[SOURCE PASSAGE]
──────────────────────────────
(R)-GABOB is a compound of tremendous pharmacological importance because of its biological function as a neuromodulator in the mammalian central nervous system. (Otsuka, M.; Obata, K.; Miyata, Y.; Yaneka, Y. J. Neurochem 1971, 18, 287; Otsuka, M.; Obata, K.; Miyata, Y. Advances in Biochemical Psychopharamacology Raven: New York, 1972, Vol 6, pp 61. ) It is known to function as an agonist of gamma-aminobutyric acid (GABA) and has been found to be a remarkable antiepileptic and hypotensive drug (Brehm, L.; Jacobsen, P.; Johansen, J. S.; Krogsgaard-Larsen, P. J. Chem. Soc. Perkin Trans I 1983, 1459). It has also been demonstrated to be effective in managing a variety of clinical conditions including schizophrenia and other character based illnesses (Chapoy, P. R.; Angelini, C.; Brown, W. J.; Stiff, J. E.; Shug, A. L.; Cederbaum, S. D.; N. Engl. J. Med. 1980, 303, 1389; Takano, S.; Yanase, M.; Sekiguchi, Y.; Ogasawara, K. Tetrahedron Lett. 1987, 28, 1783), epilepsy and other illnesses that result in severe convulsions. Its use for the correction of some clinical condition observed in children has also been explored. Moreover (R)-GABOB is a precursor for (R)-carnitine a vitamin like substance and plays an important role in converting stored body fat into energy. Its primary physiological function is to transport long chain fatty acids through the mitochondrial membrane into the cellular compartments for oxidation where these fats can be converted into energy (Fritz, I. B.; Kaplan, E.; Yu, K. T. N. Am. J. Physiol. 1962, 202, 117; Bremer, J. Physiol. Rev. 1983, 63, 1420; Brown, W. J.; Stiff, J. E.; Shug, A. L.; Cederbaum S. D.; N. Engl. J. Med. 1980, 303, 1389; McGarry, J. D.; Foster, D. W. Ann. Rev. Biochem. 1980, 49, 395) and is considered as a good antiobesity drug. The R-form of GABOB is shown to have greater biological activity than its S-enantiomer (Kurano; Masayasu; Miyaruoto; Shigetoshi; Shigeoka; Satoshi; Mori; Akitane. Japanese Patent 1976; Chem. Abstr. 1977, 86, 89207u; Ostsuka, M.; Obata, K.; Miyata; Y.; Yaneka, Y. J. Neurochem. 1971, 18, 287; Otsuka, M.; Miyata, Y. Advances in Biochemical Pysopharmacology, Raven: New York, 1972, Vol 6, pp 61; Kurono, M.; Miyamoto, S.; Shigeoka, S.; Mori, A. Japan, Kokai 76,100,026; Chem. Abstr. 1977, 86, 89207u).

In spite of the simple structure of GABOB a number of methods for their enantioselective preparation are described in the literature (Wang, G.; Hollingsworth, R. I. Tetrahedron: Asymmetry 1999, 10, 1895 and references cited therein). They have been prepared by optical resolution, asymmetric synthesis from natural products, catalytic asymmetrical synthesis and by employing enzymes in the key enantioselective step. Earlier approaches reported in the literature have either long reaction sequences thereby reducing the overall yield or have employed chiral starting material not in the chiral pool or have obtained the target compounds in low enantioselectivity. In view of the high biological importance associated with these compounds a more facile, efficient and cost effective approach has been investigated.
GABOB has four-carbon chain in its basic structural skeleton and retrosynthetic strategy reveals that enantiomerically pure 3-hydroxy-4-trityloxybutanenitrile or 3-acetyloxy-4-trityloxybutanenitrile can be excellent chiral building block for the synthesis of target molecule.
──────────────────────────────
[GIVEN INFORMATION]
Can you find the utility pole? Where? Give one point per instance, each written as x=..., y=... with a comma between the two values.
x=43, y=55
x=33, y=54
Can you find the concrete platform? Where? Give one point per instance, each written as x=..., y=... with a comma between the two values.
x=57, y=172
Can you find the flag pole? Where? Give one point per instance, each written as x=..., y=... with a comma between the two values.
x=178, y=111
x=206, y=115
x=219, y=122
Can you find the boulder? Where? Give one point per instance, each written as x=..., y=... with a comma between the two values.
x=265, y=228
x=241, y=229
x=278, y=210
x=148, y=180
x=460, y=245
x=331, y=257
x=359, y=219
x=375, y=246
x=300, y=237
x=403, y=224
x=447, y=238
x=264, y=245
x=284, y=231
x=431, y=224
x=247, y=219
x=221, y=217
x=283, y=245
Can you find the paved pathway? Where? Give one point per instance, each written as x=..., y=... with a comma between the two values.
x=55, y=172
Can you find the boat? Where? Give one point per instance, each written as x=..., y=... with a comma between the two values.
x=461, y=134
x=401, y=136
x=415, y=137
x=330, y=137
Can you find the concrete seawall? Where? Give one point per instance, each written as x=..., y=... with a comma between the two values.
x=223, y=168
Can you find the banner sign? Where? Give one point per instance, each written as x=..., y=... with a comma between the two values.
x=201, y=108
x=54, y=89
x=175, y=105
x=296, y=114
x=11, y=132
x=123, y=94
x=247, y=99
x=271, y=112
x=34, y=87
──────────────────────────────
[EXERCISE 1]
In the GABOB passage, what is (R)-GABOB named as a precursor for?
[EXERCISE 2]
List every approach the GABOB passage names for preparing GABOB enantioselectively.
[EXERCISE 3]
Reproduce the GABOB passage from "In spite of" to "has been investigated.".

[EXPECTED OUTPUT 1]
(R)-carnitine

[EXPECTED OUTPUT 2]
- Optical resolution
- Asymmetric synthesis from natural products
- Catalytic asymmetrical synthesis
- Employing enzymes in the key enantioselective step

[EXPECTED OUTPUT 3]
In spite of the simple structure of GABOB a number of methods for their enantioselective preparation are described in the literature (Wang, G.; Hollingsworth, R. I. Tetrahedron: Asymmetry 1999, 10, 1895 and references cited therein). They have been prepared by optical resolution, asymmetric synthesis from natural products, catalytic asymmetrical synthesis and by employing enzymes in the key enantioselective step. Earlier approaches reported in the literature have either long reaction sequences thereby reducing the overall yield or have employed chiral starting material not in the chiral pool or have obtained the target compounds in low enantioselectivity. In view of the high biological importance associated with these compounds a more facile, efficient and cost effective approach has been investigated.